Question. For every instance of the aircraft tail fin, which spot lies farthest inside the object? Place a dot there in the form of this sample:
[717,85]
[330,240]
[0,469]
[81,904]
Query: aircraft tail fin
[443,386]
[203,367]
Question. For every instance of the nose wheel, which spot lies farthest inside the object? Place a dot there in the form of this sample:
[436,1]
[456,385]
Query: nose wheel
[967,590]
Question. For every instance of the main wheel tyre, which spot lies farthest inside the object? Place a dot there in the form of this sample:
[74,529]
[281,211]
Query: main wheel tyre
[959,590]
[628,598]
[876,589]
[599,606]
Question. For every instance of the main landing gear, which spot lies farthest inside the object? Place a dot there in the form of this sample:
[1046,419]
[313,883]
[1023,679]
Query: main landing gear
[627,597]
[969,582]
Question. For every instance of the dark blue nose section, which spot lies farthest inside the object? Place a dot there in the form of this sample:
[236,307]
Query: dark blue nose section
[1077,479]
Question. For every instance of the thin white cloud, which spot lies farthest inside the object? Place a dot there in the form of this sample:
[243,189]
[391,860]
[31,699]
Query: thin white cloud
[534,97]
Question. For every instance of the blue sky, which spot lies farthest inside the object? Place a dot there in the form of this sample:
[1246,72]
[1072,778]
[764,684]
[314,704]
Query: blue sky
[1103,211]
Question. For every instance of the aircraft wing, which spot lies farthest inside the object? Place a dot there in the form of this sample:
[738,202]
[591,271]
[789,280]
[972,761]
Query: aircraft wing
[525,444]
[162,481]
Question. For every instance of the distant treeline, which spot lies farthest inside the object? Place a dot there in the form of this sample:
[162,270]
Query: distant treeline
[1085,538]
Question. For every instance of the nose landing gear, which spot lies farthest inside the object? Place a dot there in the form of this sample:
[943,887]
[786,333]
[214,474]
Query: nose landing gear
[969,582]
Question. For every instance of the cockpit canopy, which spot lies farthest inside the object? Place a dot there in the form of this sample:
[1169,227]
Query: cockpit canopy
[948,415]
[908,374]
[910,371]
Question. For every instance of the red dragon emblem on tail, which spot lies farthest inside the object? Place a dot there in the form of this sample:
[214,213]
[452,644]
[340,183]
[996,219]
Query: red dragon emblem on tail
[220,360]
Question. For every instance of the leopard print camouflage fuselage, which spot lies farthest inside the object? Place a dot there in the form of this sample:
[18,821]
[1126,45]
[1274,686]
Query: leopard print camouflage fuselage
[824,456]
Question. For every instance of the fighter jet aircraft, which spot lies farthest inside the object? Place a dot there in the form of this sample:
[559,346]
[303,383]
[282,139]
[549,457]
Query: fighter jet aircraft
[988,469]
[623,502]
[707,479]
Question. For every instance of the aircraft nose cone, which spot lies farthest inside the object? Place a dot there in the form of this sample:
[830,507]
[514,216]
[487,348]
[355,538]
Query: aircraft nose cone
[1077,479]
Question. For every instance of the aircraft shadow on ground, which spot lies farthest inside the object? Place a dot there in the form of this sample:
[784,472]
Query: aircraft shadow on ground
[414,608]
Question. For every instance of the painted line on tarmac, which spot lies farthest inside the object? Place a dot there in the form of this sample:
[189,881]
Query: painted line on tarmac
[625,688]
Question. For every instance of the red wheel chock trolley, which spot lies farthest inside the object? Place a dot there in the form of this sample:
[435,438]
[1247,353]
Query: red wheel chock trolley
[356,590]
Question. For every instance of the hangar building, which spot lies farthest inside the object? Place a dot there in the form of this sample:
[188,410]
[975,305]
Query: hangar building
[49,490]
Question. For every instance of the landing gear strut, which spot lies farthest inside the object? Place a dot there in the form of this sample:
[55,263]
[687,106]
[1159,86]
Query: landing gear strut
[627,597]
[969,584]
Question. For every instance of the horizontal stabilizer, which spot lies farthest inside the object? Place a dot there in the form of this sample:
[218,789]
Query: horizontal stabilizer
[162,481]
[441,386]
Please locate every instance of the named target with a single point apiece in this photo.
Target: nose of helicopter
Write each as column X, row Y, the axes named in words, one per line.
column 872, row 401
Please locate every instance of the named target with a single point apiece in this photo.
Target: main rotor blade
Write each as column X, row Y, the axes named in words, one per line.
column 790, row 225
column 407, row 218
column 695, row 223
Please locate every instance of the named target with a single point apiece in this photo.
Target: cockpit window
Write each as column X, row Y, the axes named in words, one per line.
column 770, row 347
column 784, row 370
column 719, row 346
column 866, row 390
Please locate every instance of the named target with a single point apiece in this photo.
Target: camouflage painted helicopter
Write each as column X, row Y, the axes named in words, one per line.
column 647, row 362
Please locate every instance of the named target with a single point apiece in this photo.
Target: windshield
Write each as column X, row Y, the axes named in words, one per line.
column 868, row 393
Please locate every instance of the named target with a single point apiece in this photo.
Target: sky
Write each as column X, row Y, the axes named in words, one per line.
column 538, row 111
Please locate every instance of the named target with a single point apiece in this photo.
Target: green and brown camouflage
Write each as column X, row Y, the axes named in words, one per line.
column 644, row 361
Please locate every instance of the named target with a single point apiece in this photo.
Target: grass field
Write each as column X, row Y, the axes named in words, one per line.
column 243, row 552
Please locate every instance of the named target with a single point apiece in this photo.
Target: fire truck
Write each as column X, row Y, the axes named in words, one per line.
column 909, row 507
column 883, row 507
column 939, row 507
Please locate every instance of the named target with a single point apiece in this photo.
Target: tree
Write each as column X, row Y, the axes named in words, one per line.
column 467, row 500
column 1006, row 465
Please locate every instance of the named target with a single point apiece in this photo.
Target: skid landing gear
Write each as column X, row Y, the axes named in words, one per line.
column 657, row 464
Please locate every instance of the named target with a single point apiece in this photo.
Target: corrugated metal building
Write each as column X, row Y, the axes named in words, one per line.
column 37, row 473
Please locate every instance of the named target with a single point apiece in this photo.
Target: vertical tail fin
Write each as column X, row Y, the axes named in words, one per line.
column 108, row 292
* * * *
### Short task:
Reproduce the full listing above, character for character.

### Solved problem:
Question. For every instance of the aircraft tail fin, which spot lies farthest inside the object? Place a dot there in the form of this sample:
[717,85]
[330,240]
[0,469]
[81,904]
Query: aircraft tail fin
[443,386]
[203,367]
Question. For every instance of the nose wheel, which spot lies farthest inside the object? Place a dot there in the form of this sample:
[436,1]
[456,385]
Query: nose wheel
[967,590]
Question. For every instance of the main wheel tyre, which spot lies farthest inside the object? Place a dot there in the form of this sample:
[74,529]
[281,211]
Query: main wheel tyre
[959,590]
[628,598]
[876,589]
[599,606]
Question. For every instance of the main landing gear, which spot lies farthest inside the object? Place a dot there in the form of this sample:
[1046,419]
[313,883]
[1023,679]
Query: main landing gear
[627,597]
[969,582]
Question. For every instance of the dark blue nose section, which spot lies farthest inside the object? Place a dot there in the form of this sample:
[236,307]
Query: dark blue nose section
[1077,479]
Question. For every instance of the thin white cloud, which spot lies farthest inside the object? Place a dot there in the form of this sample:
[243,189]
[391,860]
[31,699]
Query: thin white cloud
[534,97]
Question. For every instance of the blue sky, which spot lies farthest inside the object? Place a dot there in the form of this sample:
[1246,72]
[1072,778]
[764,684]
[314,704]
Query: blue sky
[1103,211]
Question. For every instance of the aircraft wing, which spot lies farthest inside the object? Place a dot there in the form of this sample:
[738,202]
[591,271]
[789,280]
[972,761]
Query: aircraft wing
[525,444]
[162,481]
Question. For every instance of the distant treeline, which spot lies farthest inside the object? Place a dot there in the form of this sample:
[162,270]
Query: distant treeline
[1085,538]
Question. For every instance of the nose landing gear, which spot lies farthest inside the object? Place a dot there in the form of this sample:
[943,887]
[786,333]
[214,474]
Query: nose landing gear
[969,582]
Question. For every instance of the cockpit canopy, which spot lies farthest inside the object? Place a dot there in the form of this sample:
[1169,227]
Query: cockpit canopy
[948,415]
[908,374]
[910,371]
Question. For every instance of the red dragon emblem on tail, which spot lies farthest inside the object? Place a dot there in the form of this sample:
[214,213]
[452,644]
[340,183]
[996,219]
Query: red dragon emblem on tail
[220,360]
Question. For every instance of the leopard print camouflage fuselage, which spot lies farthest inside the object? Place a dot there in the form of this sample:
[18,821]
[1126,45]
[1274,686]
Query: leopard print camouflage fuselage
[824,456]
Question. For every instance of the fighter jet aircraft, which spot lies farthest inside the object? Place a dot there in the form of this sample:
[559,346]
[303,383]
[282,139]
[549,457]
Query: fighter jet aircraft
[988,469]
[623,502]
[707,479]
Question. For every instance of the aircraft nose cone, which spot lies farthest inside the object? Place a dot there in the form of this sample:
[830,507]
[514,216]
[487,348]
[355,538]
Query: aircraft nose cone
[1077,479]
Question. For every instance of the aircraft shadow on ground, which spot lies farthest inside the object? Place a dot there in the form of this sample:
[784,472]
Query: aircraft shadow on ground
[414,608]
Question. For every instance of the painted line on tarmac, which spot lies farthest inside the object? Place a dot there in the form of this sample:
[189,881]
Query: painted line on tarmac
[625,688]
Question. For every instance of the red wheel chock trolley, which spot lies farthest inside the object? Place a dot there in the form of this sample:
[435,438]
[1247,353]
Query: red wheel chock trolley
[356,590]
Question. For every instance of the hangar building, which spot lies farthest inside the object? Place a dot there in the form of this sample:
[188,410]
[975,305]
Query: hangar building
[49,490]
Question. For every instance of the landing gear strut, which spot lies farthest inside the object? Place a dot there in the form of this sample:
[55,263]
[687,106]
[1159,86]
Query: landing gear strut
[627,597]
[969,584]
Question. For every instance of the horizontal stabilizer, which spot lies farthest inside the object? Place a dot there in the form of this sample:
[218,789]
Query: horizontal stabilizer
[162,481]
[441,386]
Please locate every instance of the named target with a single point apiece in this photo.
Target: nose of helicopter
Write each as column X, row Y, the axes named in words, one per line.
column 872, row 401
Please locate every instance of the named target with a single point apiece in this photo.
Target: main rotor blade
Write each as column X, row Y, the axes named in words, one per line.
column 790, row 225
column 407, row 218
column 695, row 223
Please locate every instance of the named target with a single point apiece in this photo.
Target: cockpit window
Write each as column X, row Y, the axes named in words, one per line.
column 770, row 347
column 784, row 370
column 719, row 346
column 866, row 390
Please locate every instance of the named target with a single point apiece in this photo.
Target: camouflage painted helicopter
Write each as column X, row Y, the axes named in words, one per line.
column 647, row 362
Please locate every instance of the named target with a single point apiece in this photo.
Target: windshield
Write each as column X, row Y, the axes named in words, one per line.
column 868, row 393
Please locate every instance of the named target with a single point apiece in this photo.
Target: sky
Write each as column X, row Y, the axes named in words, one per line.
column 538, row 111
Please locate every instance of the named target with a single point apiece in this photo.
Target: green and brown camouflage
Write each as column X, row Y, the axes named in words, one per line.
column 644, row 361
Please locate every instance of the named target with a single point apiece in this photo.
Target: grass field
Write each as column X, row Y, the axes named in words, one per line.
column 243, row 552
Please locate every instance of the named target with a single point apiece in this photo.
Target: fire truck
Write each as column X, row Y, the axes named in words, one per line.
column 909, row 507
column 883, row 507
column 939, row 507
Please locate every instance of the named target with a single point apiece in this photo.
Target: tree
Write each as column X, row Y, the axes named in words, one per line.
column 467, row 500
column 1006, row 465
Please locate every instance of the named target with a single point apiece in this photo.
Target: skid landing gear
Write each as column X, row Y, the axes named in words, one per line.
column 657, row 464
Please locate every instance of the named target with a single point apiece in this photo.
Target: corrugated metal building
Write each as column X, row Y, the axes named in words, one per line.
column 37, row 473
Please locate every instance of the named target with a single point apiece in this photo.
Target: vertical tail fin
Write each as column X, row Y, the axes named in words, one per line.
column 108, row 292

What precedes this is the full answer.